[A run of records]

************

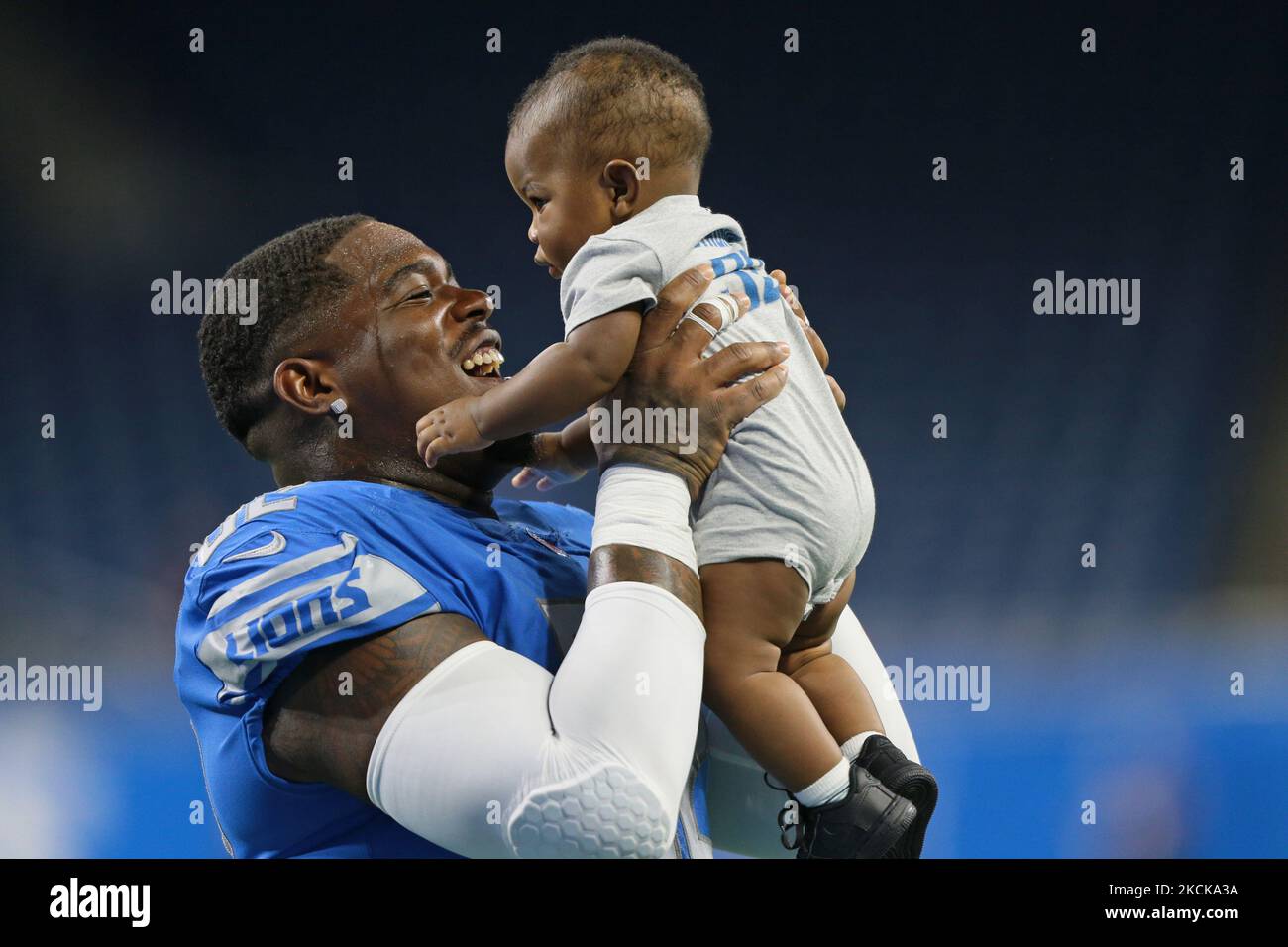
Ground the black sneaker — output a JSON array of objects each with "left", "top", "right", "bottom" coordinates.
[
  {"left": 854, "top": 733, "right": 939, "bottom": 858},
  {"left": 778, "top": 764, "right": 917, "bottom": 858}
]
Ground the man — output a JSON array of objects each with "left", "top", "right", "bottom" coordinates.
[{"left": 175, "top": 215, "right": 914, "bottom": 857}]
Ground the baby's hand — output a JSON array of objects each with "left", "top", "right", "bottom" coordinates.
[
  {"left": 416, "top": 398, "right": 493, "bottom": 467},
  {"left": 510, "top": 432, "right": 590, "bottom": 492}
]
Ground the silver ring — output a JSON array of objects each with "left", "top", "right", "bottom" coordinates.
[{"left": 680, "top": 309, "right": 720, "bottom": 339}]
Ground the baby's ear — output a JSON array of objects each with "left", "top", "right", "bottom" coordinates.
[{"left": 600, "top": 158, "right": 640, "bottom": 223}]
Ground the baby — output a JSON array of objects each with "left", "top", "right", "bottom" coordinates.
[{"left": 417, "top": 38, "right": 937, "bottom": 858}]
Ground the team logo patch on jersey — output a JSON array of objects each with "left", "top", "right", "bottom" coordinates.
[
  {"left": 197, "top": 533, "right": 439, "bottom": 703},
  {"left": 224, "top": 530, "right": 286, "bottom": 562}
]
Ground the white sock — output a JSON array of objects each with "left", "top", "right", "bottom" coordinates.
[
  {"left": 841, "top": 730, "right": 885, "bottom": 763},
  {"left": 793, "top": 759, "right": 850, "bottom": 809}
]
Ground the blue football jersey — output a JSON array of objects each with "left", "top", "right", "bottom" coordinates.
[{"left": 174, "top": 480, "right": 711, "bottom": 858}]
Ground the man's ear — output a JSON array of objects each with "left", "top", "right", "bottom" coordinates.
[
  {"left": 600, "top": 158, "right": 640, "bottom": 224},
  {"left": 273, "top": 357, "right": 342, "bottom": 415}
]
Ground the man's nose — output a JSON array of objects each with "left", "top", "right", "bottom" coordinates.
[{"left": 450, "top": 287, "right": 496, "bottom": 322}]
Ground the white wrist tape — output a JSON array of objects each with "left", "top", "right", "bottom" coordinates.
[{"left": 590, "top": 464, "right": 698, "bottom": 573}]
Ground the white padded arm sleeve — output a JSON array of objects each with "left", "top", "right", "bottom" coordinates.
[
  {"left": 368, "top": 582, "right": 705, "bottom": 858},
  {"left": 705, "top": 607, "right": 921, "bottom": 858}
]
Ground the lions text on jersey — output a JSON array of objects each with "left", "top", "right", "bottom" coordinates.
[{"left": 174, "top": 480, "right": 711, "bottom": 858}]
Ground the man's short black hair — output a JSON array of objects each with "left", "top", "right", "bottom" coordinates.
[
  {"left": 510, "top": 36, "right": 711, "bottom": 170},
  {"left": 197, "top": 214, "right": 373, "bottom": 446}
]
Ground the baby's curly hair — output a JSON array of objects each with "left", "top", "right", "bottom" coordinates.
[{"left": 510, "top": 36, "right": 711, "bottom": 171}]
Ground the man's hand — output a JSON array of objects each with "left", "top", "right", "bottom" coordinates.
[
  {"left": 416, "top": 397, "right": 493, "bottom": 467},
  {"left": 595, "top": 264, "right": 789, "bottom": 498}
]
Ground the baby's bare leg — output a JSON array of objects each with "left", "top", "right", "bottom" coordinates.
[
  {"left": 778, "top": 573, "right": 885, "bottom": 743},
  {"left": 700, "top": 559, "right": 839, "bottom": 792}
]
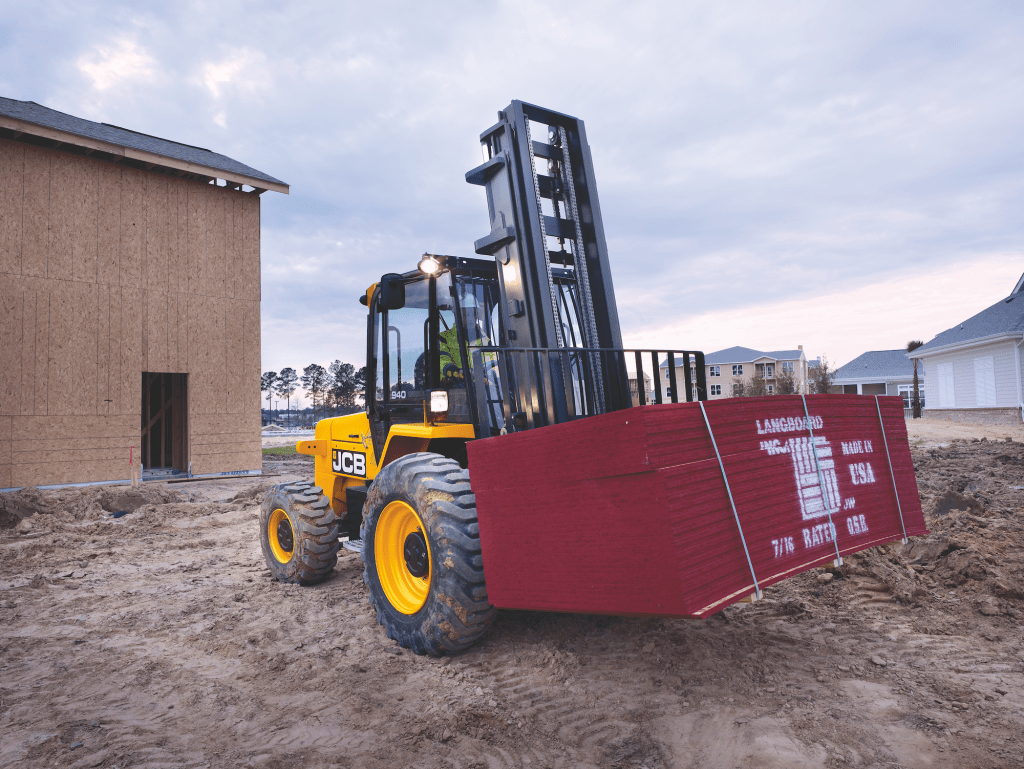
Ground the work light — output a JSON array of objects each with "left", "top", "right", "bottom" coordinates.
[{"left": 417, "top": 254, "right": 441, "bottom": 275}]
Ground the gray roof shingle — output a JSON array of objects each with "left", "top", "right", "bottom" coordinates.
[
  {"left": 0, "top": 96, "right": 287, "bottom": 185},
  {"left": 836, "top": 350, "right": 925, "bottom": 381},
  {"left": 662, "top": 347, "right": 804, "bottom": 369},
  {"left": 914, "top": 277, "right": 1024, "bottom": 354}
]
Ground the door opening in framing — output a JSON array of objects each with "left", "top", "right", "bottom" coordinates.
[{"left": 142, "top": 372, "right": 188, "bottom": 471}]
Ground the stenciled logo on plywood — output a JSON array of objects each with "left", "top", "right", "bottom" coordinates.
[{"left": 755, "top": 417, "right": 876, "bottom": 558}]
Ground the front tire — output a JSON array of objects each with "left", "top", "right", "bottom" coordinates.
[
  {"left": 259, "top": 481, "right": 341, "bottom": 585},
  {"left": 361, "top": 453, "right": 497, "bottom": 656}
]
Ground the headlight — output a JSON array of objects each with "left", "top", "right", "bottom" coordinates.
[
  {"left": 417, "top": 254, "right": 441, "bottom": 275},
  {"left": 430, "top": 390, "right": 447, "bottom": 414}
]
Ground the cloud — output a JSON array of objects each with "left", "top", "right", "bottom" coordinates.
[
  {"left": 76, "top": 38, "right": 157, "bottom": 91},
  {"left": 623, "top": 251, "right": 1024, "bottom": 365},
  {"left": 0, "top": 0, "right": 1024, "bottom": 385},
  {"left": 201, "top": 48, "right": 272, "bottom": 99}
]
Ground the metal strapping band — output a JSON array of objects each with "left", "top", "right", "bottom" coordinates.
[
  {"left": 874, "top": 395, "right": 906, "bottom": 545},
  {"left": 698, "top": 400, "right": 761, "bottom": 601},
  {"left": 800, "top": 393, "right": 843, "bottom": 566}
]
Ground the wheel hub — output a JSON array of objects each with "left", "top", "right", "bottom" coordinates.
[
  {"left": 403, "top": 531, "right": 430, "bottom": 576},
  {"left": 278, "top": 518, "right": 295, "bottom": 553}
]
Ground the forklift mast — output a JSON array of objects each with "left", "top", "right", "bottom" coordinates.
[{"left": 466, "top": 101, "right": 706, "bottom": 429}]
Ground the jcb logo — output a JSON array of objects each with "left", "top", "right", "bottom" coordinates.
[{"left": 331, "top": 448, "right": 367, "bottom": 478}]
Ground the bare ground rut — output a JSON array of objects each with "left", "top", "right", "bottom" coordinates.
[{"left": 0, "top": 441, "right": 1024, "bottom": 769}]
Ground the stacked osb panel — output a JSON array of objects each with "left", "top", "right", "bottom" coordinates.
[
  {"left": 0, "top": 140, "right": 261, "bottom": 488},
  {"left": 469, "top": 395, "right": 927, "bottom": 617}
]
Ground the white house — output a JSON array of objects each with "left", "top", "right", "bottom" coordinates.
[
  {"left": 907, "top": 275, "right": 1024, "bottom": 422},
  {"left": 660, "top": 344, "right": 807, "bottom": 400},
  {"left": 831, "top": 350, "right": 926, "bottom": 409}
]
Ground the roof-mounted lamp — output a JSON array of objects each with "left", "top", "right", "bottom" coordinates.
[{"left": 416, "top": 254, "right": 443, "bottom": 275}]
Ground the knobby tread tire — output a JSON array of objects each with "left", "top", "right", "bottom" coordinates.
[
  {"left": 259, "top": 481, "right": 341, "bottom": 585},
  {"left": 360, "top": 453, "right": 497, "bottom": 656}
]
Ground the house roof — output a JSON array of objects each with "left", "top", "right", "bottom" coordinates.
[
  {"left": 912, "top": 275, "right": 1024, "bottom": 357},
  {"left": 0, "top": 96, "right": 289, "bottom": 194},
  {"left": 836, "top": 350, "right": 925, "bottom": 382},
  {"left": 662, "top": 347, "right": 804, "bottom": 368}
]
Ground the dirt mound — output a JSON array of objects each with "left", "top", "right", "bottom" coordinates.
[
  {"left": 228, "top": 480, "right": 278, "bottom": 505},
  {"left": 0, "top": 486, "right": 49, "bottom": 528},
  {"left": 0, "top": 484, "right": 185, "bottom": 528}
]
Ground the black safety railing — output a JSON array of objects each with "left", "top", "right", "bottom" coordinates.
[{"left": 470, "top": 346, "right": 708, "bottom": 435}]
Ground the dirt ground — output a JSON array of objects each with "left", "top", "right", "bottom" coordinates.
[{"left": 0, "top": 425, "right": 1024, "bottom": 769}]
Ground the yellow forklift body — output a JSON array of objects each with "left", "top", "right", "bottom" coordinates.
[{"left": 295, "top": 412, "right": 476, "bottom": 516}]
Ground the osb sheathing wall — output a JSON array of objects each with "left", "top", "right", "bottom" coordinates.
[{"left": 0, "top": 139, "right": 261, "bottom": 488}]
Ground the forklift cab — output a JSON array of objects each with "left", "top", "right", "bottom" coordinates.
[{"left": 366, "top": 256, "right": 502, "bottom": 462}]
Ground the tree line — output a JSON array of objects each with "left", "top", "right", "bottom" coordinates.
[{"left": 260, "top": 360, "right": 367, "bottom": 422}]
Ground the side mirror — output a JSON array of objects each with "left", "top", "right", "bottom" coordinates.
[{"left": 377, "top": 272, "right": 406, "bottom": 309}]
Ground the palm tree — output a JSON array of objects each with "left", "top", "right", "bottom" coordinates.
[{"left": 906, "top": 339, "right": 924, "bottom": 419}]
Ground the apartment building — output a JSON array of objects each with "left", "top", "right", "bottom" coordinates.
[{"left": 660, "top": 344, "right": 807, "bottom": 400}]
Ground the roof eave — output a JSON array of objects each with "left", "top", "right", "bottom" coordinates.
[
  {"left": 905, "top": 331, "right": 1024, "bottom": 360},
  {"left": 0, "top": 115, "right": 289, "bottom": 195}
]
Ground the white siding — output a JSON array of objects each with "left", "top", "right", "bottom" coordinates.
[
  {"left": 935, "top": 360, "right": 956, "bottom": 409},
  {"left": 927, "top": 341, "right": 1020, "bottom": 409},
  {"left": 974, "top": 355, "right": 995, "bottom": 407}
]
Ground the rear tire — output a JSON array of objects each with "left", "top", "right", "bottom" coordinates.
[
  {"left": 361, "top": 453, "right": 497, "bottom": 656},
  {"left": 259, "top": 481, "right": 341, "bottom": 585}
]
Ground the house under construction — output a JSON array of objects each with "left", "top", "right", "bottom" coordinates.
[{"left": 0, "top": 97, "right": 289, "bottom": 488}]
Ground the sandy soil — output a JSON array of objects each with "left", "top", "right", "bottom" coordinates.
[
  {"left": 0, "top": 435, "right": 1024, "bottom": 769},
  {"left": 906, "top": 419, "right": 1024, "bottom": 447}
]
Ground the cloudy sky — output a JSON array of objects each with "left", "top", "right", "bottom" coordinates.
[{"left": 0, "top": 0, "right": 1024, "bottom": 403}]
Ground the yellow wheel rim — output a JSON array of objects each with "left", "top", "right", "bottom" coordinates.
[
  {"left": 267, "top": 508, "right": 295, "bottom": 563},
  {"left": 374, "top": 501, "right": 433, "bottom": 614}
]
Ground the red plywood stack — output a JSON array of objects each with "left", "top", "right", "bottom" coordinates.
[{"left": 469, "top": 395, "right": 928, "bottom": 616}]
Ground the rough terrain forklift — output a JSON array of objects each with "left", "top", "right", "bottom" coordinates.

************

*PROMPT*
Write out every line from the one holding "Ground the rear" through the end of the items, both ends included and requests kept, increasing each coordinate in the answers by 91.

*SOLUTION TO THIS EXERCISE*
Ground the rear tire — output a JSON array of objects each with "left", "top", "right", "bottom" coordinates.
[
  {"left": 452, "top": 544, "right": 588, "bottom": 747},
  {"left": 350, "top": 572, "right": 432, "bottom": 676}
]
Ground the house under construction — output a JSON array of objects each with "left", "top", "right", "bottom" coordinates.
[{"left": 91, "top": 188, "right": 380, "bottom": 579}]
Ground the sandy soil — output a JSON array of objects each with "left", "top", "right", "bottom" coordinates.
[
  {"left": 91, "top": 526, "right": 1115, "bottom": 860},
  {"left": 997, "top": 510, "right": 1115, "bottom": 538}
]
Ground the cloudy sky — output a JSON array of objects each with "left", "top", "right", "bottom" coordinates.
[{"left": 91, "top": 91, "right": 1115, "bottom": 494}]
Ground the yellow wheel rim — output a JSON array of objects each with "left", "top", "right", "bottom" coordinates.
[
  {"left": 358, "top": 599, "right": 386, "bottom": 654},
  {"left": 465, "top": 592, "right": 524, "bottom": 705}
]
Ground the red plywood stack — output a JSON array of objects each with "left", "top", "right", "bottom" coordinates.
[{"left": 560, "top": 486, "right": 1019, "bottom": 707}]
Ground the rough terrain forklift — output a JSON array of objects each with "left", "top", "right", "bottom" coordinates.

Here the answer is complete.